[Given text — start]
Viewpoints | Aug 03,2019
                                Sep 20 , 2025                                
                                By  Kidist Yidnekachew  
                                
                            
Informed consent, patient understanding, practical data, these aren't just academic terms, they're human realities. A dissertation that ignores them is just paperwork, one that tackles them becomes a thesis of the heart as well as the head.
I remember, the glow of my laptop was the only thing keeping me company in a dark room, a tiny lighthouse in the storm of my thesis. Nights stretched endlessly, my mind buzzing with possibilities, yet haunted by one relentless worry: the data. Gathering and analysing it felt like trying to climb a mountain in fog, where every step was uncertain, and the path forward was anything but clear.
If I’m being honest, the location I chose for my study was more about convenience than ambition. Many of us, especially first-time degree writers, follow the same pattern. The goal isn’t world-changing impact; it’s finishing the thesis and finally getting that coveted degree. The finish line consumes us. We rarely pause to consider how our work might feed into existing research, let alone improve real-world practice. It becomes a checkbox, a requirement to clear rather than a contribution to knowledge.
[Given text — finish]
[Supplied information — start]
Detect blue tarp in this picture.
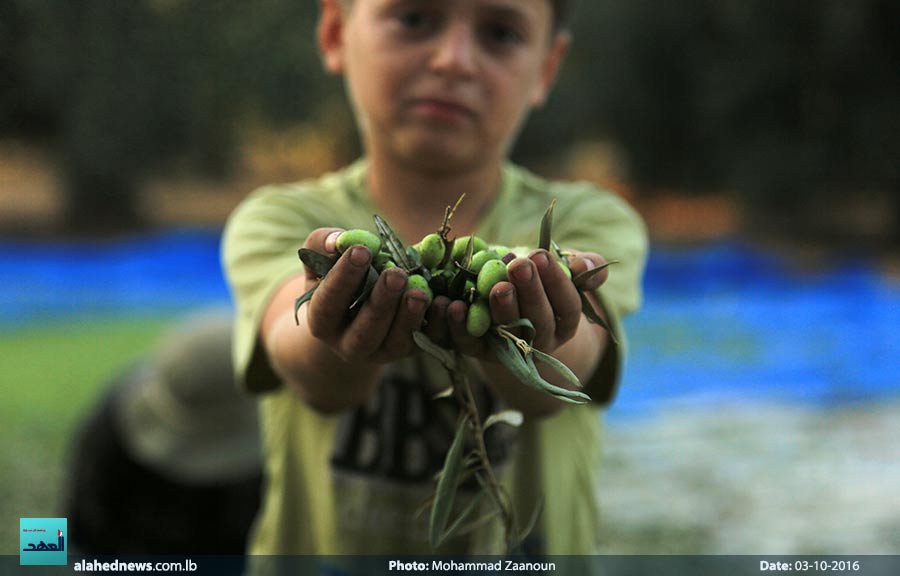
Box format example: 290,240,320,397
0,231,900,416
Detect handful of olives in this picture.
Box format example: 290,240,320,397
294,198,615,550
294,198,614,403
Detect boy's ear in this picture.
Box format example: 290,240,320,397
531,32,572,107
316,0,344,74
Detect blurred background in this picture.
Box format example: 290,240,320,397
0,0,900,554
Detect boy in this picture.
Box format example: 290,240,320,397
224,0,646,554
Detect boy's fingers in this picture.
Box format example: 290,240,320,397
303,228,344,256
507,254,556,347
422,296,450,345
490,282,520,324
308,246,372,343
569,252,609,290
338,266,406,360
447,300,485,358
373,288,428,362
303,228,343,280
532,251,581,342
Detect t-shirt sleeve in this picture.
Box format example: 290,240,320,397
222,187,316,392
553,184,649,404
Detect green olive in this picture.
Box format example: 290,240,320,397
415,233,444,268
335,229,381,255
466,300,491,338
372,252,397,272
406,274,434,306
475,260,509,298
450,236,487,262
469,249,500,274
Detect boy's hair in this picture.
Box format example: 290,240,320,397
340,0,576,32
550,0,575,32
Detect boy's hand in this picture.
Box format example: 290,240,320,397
303,228,428,363
447,250,608,357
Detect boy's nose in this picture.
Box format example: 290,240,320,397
431,23,477,76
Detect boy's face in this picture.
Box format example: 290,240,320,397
319,0,568,176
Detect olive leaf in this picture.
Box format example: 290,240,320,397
375,214,416,272
488,332,591,404
519,495,544,542
538,198,556,250
297,248,337,278
484,410,525,430
429,416,469,548
294,284,319,326
349,266,378,315
448,234,477,300
525,354,591,404
438,492,500,546
531,348,582,388
572,260,619,284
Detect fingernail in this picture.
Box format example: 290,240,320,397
325,231,341,254
511,262,534,284
447,306,466,324
531,252,550,270
406,298,428,314
494,288,515,306
350,246,371,268
385,272,407,292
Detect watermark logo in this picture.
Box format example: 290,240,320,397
19,518,69,566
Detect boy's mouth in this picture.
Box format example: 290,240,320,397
412,98,475,122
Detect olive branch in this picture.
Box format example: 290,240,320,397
294,195,616,552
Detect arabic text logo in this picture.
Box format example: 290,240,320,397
19,518,68,566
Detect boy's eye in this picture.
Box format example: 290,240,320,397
396,10,435,31
482,22,525,48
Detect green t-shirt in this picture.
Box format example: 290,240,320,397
223,160,647,554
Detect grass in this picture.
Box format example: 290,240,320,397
0,317,172,554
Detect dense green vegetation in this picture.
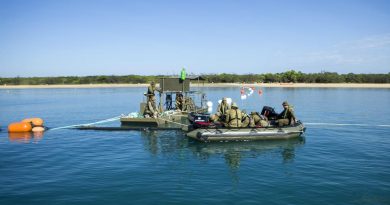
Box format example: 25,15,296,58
0,70,390,85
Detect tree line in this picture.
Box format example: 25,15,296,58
0,70,390,85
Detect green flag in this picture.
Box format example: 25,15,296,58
180,68,186,80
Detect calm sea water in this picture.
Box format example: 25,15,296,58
0,88,390,205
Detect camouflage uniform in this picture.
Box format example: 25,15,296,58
278,101,296,127
241,111,252,127
251,112,268,127
217,98,230,117
146,82,160,101
225,103,242,127
144,96,158,118
175,93,184,110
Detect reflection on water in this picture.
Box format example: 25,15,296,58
137,131,305,170
189,137,305,169
8,132,44,143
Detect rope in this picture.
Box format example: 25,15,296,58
50,115,121,130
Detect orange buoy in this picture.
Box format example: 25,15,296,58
8,122,32,132
22,117,43,126
32,127,45,132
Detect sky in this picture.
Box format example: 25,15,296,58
0,0,390,77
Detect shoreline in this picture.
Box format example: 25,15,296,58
0,83,390,89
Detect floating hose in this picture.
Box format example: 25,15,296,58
50,115,122,130
304,122,390,127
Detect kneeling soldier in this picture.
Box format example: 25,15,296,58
225,103,242,127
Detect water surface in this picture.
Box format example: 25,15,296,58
0,88,390,204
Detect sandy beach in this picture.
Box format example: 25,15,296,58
0,83,390,89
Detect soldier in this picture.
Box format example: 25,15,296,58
241,110,252,127
278,101,296,127
250,112,268,127
175,93,184,111
225,103,242,127
217,98,230,119
144,95,158,118
146,81,160,101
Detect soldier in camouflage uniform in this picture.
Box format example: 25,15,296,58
278,101,296,127
175,93,184,111
250,112,268,127
241,110,252,127
146,82,160,97
217,98,230,119
144,95,158,118
225,103,242,127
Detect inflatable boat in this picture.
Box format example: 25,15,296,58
187,121,306,142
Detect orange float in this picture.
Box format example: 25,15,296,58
8,132,31,143
32,127,45,132
8,122,32,132
22,117,43,126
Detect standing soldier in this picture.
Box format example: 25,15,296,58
225,103,242,127
241,110,252,127
217,98,230,119
144,95,158,118
175,92,184,111
278,101,296,127
146,81,160,98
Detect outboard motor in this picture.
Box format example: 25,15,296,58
188,112,210,129
261,106,279,120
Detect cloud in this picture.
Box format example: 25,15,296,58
299,34,390,68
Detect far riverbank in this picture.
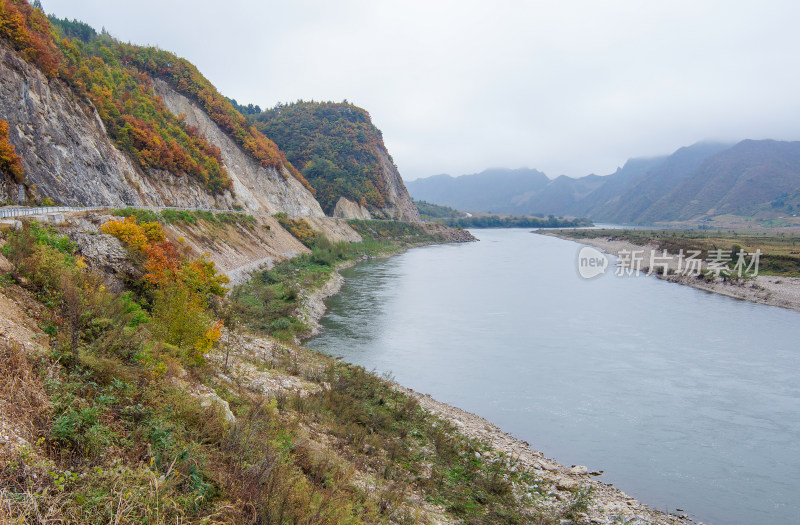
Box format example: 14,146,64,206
533,230,800,311
303,236,695,525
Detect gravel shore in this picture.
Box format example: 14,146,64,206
303,252,701,525
548,232,800,310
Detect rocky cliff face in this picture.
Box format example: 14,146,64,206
153,80,325,217
333,197,372,221
0,43,149,206
0,43,324,217
378,147,422,222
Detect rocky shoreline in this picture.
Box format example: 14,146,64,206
301,241,702,525
548,232,800,311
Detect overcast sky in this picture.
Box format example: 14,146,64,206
42,0,800,180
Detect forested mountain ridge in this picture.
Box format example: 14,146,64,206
250,101,420,221
0,0,323,216
408,140,800,224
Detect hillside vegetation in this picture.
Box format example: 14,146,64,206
0,0,307,193
0,212,588,524
251,101,406,215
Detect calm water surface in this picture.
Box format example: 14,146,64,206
310,230,800,525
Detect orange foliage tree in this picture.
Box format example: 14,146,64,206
0,0,60,77
101,217,230,364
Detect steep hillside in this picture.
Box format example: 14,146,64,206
[Supplied information — finish]
§ **Prompt A**
Shorten the paragraph of the opinion piece that begins "If I'm being honest," keeping its main facts.
§ **Prompt B**
According to the opinion piece, why does a first-time writer's thesis often become "a checkbox"?

§ **Exercise answer A**
The writer chose the study location for convenience, not ambition. Many first-time degree writers do the same, aiming only to finish the thesis and earn the degree. Focused on the finish line, they seldom consider how their work might add to existing research or improve practice. The thesis becomes a requirement to clear rather than a contribution to knowledge.

§ **Exercise answer B**
The goal for such writers is finishing the thesis and getting the degree, not making an impact. Because the finish line consumes them, they rarely consider how their work might feed into existing research or improve real-world practice.